━━ Extracted entries

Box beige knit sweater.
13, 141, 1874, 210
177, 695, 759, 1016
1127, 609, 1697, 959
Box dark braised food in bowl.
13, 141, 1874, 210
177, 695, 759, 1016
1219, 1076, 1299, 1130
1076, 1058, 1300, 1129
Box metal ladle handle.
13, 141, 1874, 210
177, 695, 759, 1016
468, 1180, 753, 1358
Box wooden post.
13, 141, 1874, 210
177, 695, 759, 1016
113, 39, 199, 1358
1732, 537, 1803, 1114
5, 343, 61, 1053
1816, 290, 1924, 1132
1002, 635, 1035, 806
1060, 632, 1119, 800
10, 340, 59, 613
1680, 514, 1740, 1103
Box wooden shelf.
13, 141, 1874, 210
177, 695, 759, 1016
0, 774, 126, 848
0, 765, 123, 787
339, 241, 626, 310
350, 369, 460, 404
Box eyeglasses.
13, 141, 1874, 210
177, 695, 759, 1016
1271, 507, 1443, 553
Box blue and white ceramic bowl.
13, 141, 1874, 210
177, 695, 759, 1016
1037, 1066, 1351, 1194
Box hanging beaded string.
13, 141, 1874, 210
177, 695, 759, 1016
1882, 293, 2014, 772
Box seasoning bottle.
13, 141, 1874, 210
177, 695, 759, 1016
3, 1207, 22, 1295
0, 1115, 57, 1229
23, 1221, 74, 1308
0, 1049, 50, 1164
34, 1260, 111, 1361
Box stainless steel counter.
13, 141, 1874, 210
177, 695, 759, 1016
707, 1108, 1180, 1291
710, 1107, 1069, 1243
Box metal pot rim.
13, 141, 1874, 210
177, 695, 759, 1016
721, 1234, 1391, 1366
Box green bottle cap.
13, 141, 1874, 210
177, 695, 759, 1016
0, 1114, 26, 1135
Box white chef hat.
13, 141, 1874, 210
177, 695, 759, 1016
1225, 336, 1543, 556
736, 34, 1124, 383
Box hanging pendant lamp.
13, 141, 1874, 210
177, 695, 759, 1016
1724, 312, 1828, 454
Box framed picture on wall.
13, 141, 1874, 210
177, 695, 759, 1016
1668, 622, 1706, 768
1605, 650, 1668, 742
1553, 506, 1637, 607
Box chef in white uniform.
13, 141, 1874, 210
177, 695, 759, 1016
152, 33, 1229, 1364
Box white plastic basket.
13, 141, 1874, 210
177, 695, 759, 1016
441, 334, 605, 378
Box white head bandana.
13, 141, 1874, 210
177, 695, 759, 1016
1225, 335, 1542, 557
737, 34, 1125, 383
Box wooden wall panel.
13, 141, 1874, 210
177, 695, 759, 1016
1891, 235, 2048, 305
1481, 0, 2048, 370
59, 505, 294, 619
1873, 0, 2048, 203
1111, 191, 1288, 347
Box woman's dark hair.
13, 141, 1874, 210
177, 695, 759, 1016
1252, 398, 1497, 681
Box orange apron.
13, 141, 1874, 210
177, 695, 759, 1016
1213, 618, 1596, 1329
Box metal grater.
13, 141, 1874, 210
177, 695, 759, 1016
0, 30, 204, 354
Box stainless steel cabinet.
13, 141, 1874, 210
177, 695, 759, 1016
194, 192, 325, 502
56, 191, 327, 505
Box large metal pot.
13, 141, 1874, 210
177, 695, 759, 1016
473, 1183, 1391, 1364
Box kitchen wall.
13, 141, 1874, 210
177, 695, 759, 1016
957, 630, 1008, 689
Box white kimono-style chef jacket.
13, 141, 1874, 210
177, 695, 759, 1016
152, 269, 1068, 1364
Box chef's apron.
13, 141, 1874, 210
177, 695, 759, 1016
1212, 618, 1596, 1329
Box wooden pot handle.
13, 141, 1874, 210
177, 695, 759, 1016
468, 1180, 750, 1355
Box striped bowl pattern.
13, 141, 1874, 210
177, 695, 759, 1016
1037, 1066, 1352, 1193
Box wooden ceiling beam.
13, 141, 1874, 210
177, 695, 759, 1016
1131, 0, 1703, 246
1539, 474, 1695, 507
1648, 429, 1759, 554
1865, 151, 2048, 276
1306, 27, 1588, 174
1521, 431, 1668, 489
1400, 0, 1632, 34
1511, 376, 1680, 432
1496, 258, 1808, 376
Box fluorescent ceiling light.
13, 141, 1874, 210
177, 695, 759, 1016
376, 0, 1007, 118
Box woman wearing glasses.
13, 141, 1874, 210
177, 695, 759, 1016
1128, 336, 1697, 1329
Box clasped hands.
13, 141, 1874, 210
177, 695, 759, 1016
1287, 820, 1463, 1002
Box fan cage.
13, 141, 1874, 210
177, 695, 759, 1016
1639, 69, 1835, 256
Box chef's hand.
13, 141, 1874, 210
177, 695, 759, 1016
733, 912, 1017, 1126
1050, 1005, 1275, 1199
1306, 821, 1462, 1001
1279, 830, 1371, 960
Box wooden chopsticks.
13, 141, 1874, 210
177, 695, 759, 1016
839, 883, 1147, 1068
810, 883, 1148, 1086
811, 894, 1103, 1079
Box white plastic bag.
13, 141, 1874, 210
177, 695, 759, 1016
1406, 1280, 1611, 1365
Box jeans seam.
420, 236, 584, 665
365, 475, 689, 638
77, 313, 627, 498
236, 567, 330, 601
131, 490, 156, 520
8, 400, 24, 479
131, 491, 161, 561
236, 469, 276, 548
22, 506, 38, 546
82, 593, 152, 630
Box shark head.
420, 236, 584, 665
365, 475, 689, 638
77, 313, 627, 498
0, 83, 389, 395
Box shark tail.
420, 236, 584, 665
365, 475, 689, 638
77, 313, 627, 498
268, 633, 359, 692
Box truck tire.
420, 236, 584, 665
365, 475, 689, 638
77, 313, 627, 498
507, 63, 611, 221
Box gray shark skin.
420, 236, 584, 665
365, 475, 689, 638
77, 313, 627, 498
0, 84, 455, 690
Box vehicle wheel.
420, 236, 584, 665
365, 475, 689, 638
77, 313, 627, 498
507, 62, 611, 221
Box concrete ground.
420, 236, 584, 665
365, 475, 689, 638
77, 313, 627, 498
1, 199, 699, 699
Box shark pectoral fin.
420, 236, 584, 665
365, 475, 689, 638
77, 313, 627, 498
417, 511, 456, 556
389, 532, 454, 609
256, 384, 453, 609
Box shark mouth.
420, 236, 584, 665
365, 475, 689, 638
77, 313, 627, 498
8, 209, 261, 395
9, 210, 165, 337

━━━━

The entire listing above should be returned exactly as written.

Box beige knit sweater.
13, 141, 1874, 210
177, 695, 759, 1016
1127, 609, 1697, 959
Box dark braised food in bowl.
13, 141, 1874, 210
177, 695, 759, 1016
1219, 1076, 1299, 1130
1076, 1058, 1300, 1129
Box metal ladle handle.
13, 141, 1874, 210
177, 695, 759, 1016
468, 1180, 753, 1358
Box wooden post.
13, 141, 1874, 210
177, 695, 759, 1016
113, 39, 199, 1358
1732, 537, 1803, 1114
5, 343, 61, 1053
1816, 290, 1924, 1132
1002, 635, 1035, 806
1060, 632, 1119, 800
10, 340, 59, 613
1680, 514, 1740, 1103
Box wooden shelf.
13, 141, 1874, 210
177, 695, 759, 1016
0, 774, 126, 848
0, 765, 123, 787
339, 241, 626, 310
350, 369, 460, 404
Box eyeglasses.
13, 141, 1874, 210
177, 695, 759, 1016
1271, 507, 1443, 553
Box blue and white ceramic bowl.
13, 141, 1874, 210
177, 695, 759, 1016
1037, 1066, 1351, 1194
Box hanging beaded string.
13, 141, 1874, 210
177, 695, 759, 1016
1882, 293, 2014, 772
Box seasoning bottle.
13, 141, 1874, 210
177, 695, 759, 1016
3, 1207, 22, 1295
0, 1115, 57, 1229
23, 1221, 74, 1308
0, 1049, 50, 1164
34, 1260, 111, 1361
Box stainless steel counter.
13, 141, 1874, 210
177, 695, 759, 1016
707, 1108, 1180, 1291
710, 1107, 1069, 1243
Box metal pot rim.
13, 141, 1874, 210
177, 695, 759, 1016
721, 1234, 1391, 1366
Box green bottle cap.
13, 141, 1874, 210
177, 695, 759, 1016
0, 1114, 26, 1135
Box white chef hat.
13, 141, 1874, 210
177, 695, 759, 1016
1225, 336, 1543, 556
736, 34, 1124, 383
Box hanging pendant lamp.
13, 141, 1874, 210
177, 695, 759, 1016
1724, 312, 1828, 454
Box framed picture on wall.
13, 141, 1874, 210
177, 695, 759, 1016
1668, 622, 1706, 768
1605, 650, 1668, 742
1553, 506, 1637, 607
Box chef in white uniform.
13, 141, 1874, 210
177, 695, 759, 1016
152, 33, 1229, 1364
Box white plastic basket.
13, 141, 1874, 210
177, 695, 759, 1016
441, 334, 605, 378
Box white head bandana.
13, 141, 1874, 210
177, 695, 759, 1016
1225, 335, 1542, 557
737, 34, 1125, 383
Box wooden wall panel.
13, 141, 1874, 210
177, 695, 759, 1016
1891, 235, 2048, 305
1481, 0, 2048, 370
59, 505, 294, 619
1873, 0, 2048, 203
1111, 191, 1288, 347
Box woman's dark hair.
13, 141, 1874, 210
177, 695, 759, 1016
1252, 398, 1497, 681
Box orange apron.
13, 141, 1874, 210
177, 695, 759, 1016
1213, 618, 1596, 1329
Box metal grater.
13, 141, 1874, 210
177, 695, 759, 1016
0, 30, 204, 354
Box stainless steel cabinet.
13, 141, 1874, 210
177, 695, 759, 1016
194, 192, 325, 502
56, 191, 327, 505
Box large metal pot.
13, 141, 1874, 210
177, 695, 759, 1016
473, 1183, 1391, 1364
Box kitchen wall.
13, 141, 1874, 210
177, 695, 759, 1016
957, 630, 1008, 689
Box white kimono-style chef jacket.
13, 141, 1874, 210
177, 695, 759, 1016
152, 269, 1068, 1364
Box chef's apron.
13, 141, 1874, 210
177, 695, 759, 1016
1212, 618, 1596, 1329
Box wooden pot handle.
13, 141, 1874, 210
177, 695, 759, 1016
468, 1180, 750, 1355
Box striped bowl pattern.
13, 141, 1874, 210
177, 695, 759, 1016
1037, 1066, 1352, 1193
Box wooden ceiling beam.
13, 141, 1874, 210
177, 695, 759, 1016
1131, 0, 1703, 246
1539, 474, 1695, 507
1648, 429, 1759, 554
1865, 151, 2048, 276
1306, 27, 1588, 174
1521, 431, 1668, 489
1400, 0, 1632, 34
1511, 376, 1680, 432
1496, 258, 1808, 376
Box fluorescent ceiling light.
13, 141, 1874, 210
177, 695, 759, 1016
376, 0, 1007, 118
Box woman wearing glasses.
13, 141, 1874, 210
177, 695, 759, 1016
1128, 336, 1697, 1329
Box clasped hands.
13, 141, 1874, 210
177, 695, 759, 1016
1287, 820, 1463, 1002
Box fan cage.
13, 141, 1874, 210
177, 695, 759, 1016
1639, 69, 1835, 256
Box chef's hand.
13, 141, 1874, 210
177, 695, 759, 1016
733, 912, 1017, 1126
1050, 1005, 1275, 1199
1306, 821, 1462, 1001
1279, 830, 1371, 960
Box wooden chopsticks.
13, 141, 1874, 210
177, 695, 759, 1016
839, 883, 1147, 1068
810, 883, 1148, 1086
811, 894, 1103, 1079
Box white plastic bag.
13, 141, 1874, 210
177, 695, 759, 1016
1406, 1280, 1611, 1365
Box jeans seam.
420, 236, 584, 665
365, 475, 689, 638
77, 313, 627, 498
236, 567, 330, 601
131, 490, 156, 520
8, 400, 24, 479
131, 491, 161, 561
236, 469, 276, 548
22, 506, 38, 546
82, 593, 152, 630
Box shark head.
420, 236, 584, 665
365, 475, 689, 638
77, 313, 627, 498
0, 83, 389, 395
Box shark tail.
420, 236, 584, 665
365, 475, 689, 638
77, 313, 627, 498
268, 633, 359, 692
Box truck tire.
420, 236, 584, 665
365, 475, 689, 638
77, 313, 627, 498
507, 63, 611, 221
Box gray shark skin.
420, 236, 584, 665
365, 475, 689, 638
77, 313, 627, 498
0, 84, 455, 690
Box vehicle wheel.
420, 236, 584, 665
365, 475, 689, 638
77, 313, 627, 498
507, 62, 611, 221
Box concrete ground.
420, 236, 584, 665
365, 475, 689, 638
77, 313, 627, 498
1, 199, 699, 699
Box shark pectoral fin.
420, 236, 584, 665
365, 475, 689, 638
77, 313, 627, 498
417, 511, 456, 556
389, 532, 454, 609
256, 384, 453, 609
Box shark mouth.
420, 236, 584, 665
365, 475, 689, 638
77, 313, 627, 498
8, 209, 261, 395
9, 210, 165, 337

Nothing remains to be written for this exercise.